What the task requires = Write out each entry word for word.

Referring expression data
--- START ---

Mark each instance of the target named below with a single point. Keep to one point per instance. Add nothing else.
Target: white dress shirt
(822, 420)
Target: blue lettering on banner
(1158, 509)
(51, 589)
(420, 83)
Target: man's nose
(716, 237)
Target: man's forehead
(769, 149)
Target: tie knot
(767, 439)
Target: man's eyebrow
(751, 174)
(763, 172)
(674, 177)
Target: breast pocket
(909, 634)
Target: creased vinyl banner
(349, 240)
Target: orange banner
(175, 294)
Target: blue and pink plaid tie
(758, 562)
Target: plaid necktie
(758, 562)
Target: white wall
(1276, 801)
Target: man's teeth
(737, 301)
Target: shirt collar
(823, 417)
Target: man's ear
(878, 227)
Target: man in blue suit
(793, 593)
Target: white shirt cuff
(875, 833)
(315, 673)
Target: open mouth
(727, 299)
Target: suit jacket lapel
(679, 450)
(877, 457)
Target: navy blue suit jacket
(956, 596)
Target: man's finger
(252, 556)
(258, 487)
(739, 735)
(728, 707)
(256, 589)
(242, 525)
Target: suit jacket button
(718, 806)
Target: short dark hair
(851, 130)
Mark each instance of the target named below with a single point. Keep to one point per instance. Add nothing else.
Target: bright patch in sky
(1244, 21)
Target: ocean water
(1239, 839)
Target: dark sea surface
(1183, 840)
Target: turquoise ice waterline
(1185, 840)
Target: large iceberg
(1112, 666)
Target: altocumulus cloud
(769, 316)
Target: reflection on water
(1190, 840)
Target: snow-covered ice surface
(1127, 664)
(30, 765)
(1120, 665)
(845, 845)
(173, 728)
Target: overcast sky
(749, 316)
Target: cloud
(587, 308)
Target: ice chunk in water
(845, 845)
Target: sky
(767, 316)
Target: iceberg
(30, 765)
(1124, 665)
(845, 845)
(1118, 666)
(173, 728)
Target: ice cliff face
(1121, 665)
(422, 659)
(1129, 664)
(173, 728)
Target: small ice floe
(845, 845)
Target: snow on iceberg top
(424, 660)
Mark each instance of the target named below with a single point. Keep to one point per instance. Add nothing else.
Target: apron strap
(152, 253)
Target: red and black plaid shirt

--- END ---

Answer for the task =
Mark each instance of the target named below with a single point. Keep to one point per instance. Add nothing else.
Target: white dress shirt
(822, 420)
Target: blue lettering on banner
(1158, 509)
(51, 589)
(420, 83)
Target: man's nose
(716, 237)
Target: man's forehead
(769, 149)
Target: tie knot
(767, 439)
Target: man's eyebrow
(751, 174)
(763, 172)
(674, 177)
Target: breast pocket
(909, 634)
Target: creased vinyl banner
(349, 240)
Target: orange banner
(175, 294)
Target: blue and pink plaid tie
(758, 562)
Target: plaid necktie
(758, 562)
Target: white wall
(1276, 801)
Target: man's teeth
(737, 301)
Target: shirt collar
(823, 417)
Target: man's ear
(878, 227)
Target: man in blue suit
(793, 593)
Target: white shirt cuff
(875, 833)
(315, 673)
Target: open mouth
(727, 299)
Target: suit jacket lapel
(679, 450)
(877, 457)
Target: navy blue suit jacket
(956, 596)
Target: man's finger
(252, 556)
(258, 487)
(739, 735)
(728, 707)
(256, 589)
(242, 525)
Target: suit jacket button
(718, 806)
Target: short dark hair
(851, 130)
Mark each instance of the target named below with a single point. Keep to one point per instance. Add nothing else.
Target: bright patch in sky
(1244, 21)
Target: ocean water
(1239, 839)
Target: dark sea surface
(1183, 840)
Target: turquoise ice waterline
(1185, 840)
Target: large iceberg
(1112, 666)
Target: altocumulus cloud
(769, 316)
Target: reflection on water
(1190, 840)
Target: snow-covered ice surface
(1127, 664)
(30, 765)
(1120, 665)
(845, 845)
(173, 728)
Target: overcast sky
(749, 316)
Target: cloud
(587, 308)
Target: ice chunk in water
(845, 845)
Target: sky
(767, 316)
Target: iceberg
(30, 765)
(1124, 665)
(845, 845)
(1118, 666)
(173, 728)
Target: ice cliff face
(1121, 665)
(422, 659)
(1129, 664)
(173, 728)
Target: small ice floe
(845, 845)
Target: snow on iceberg top
(424, 660)
Mark each instance of the target named below with a single point. Keep to one point per instance. Add nothing else.
Target: apron strap
(152, 253)
Target: red and black plaid shirt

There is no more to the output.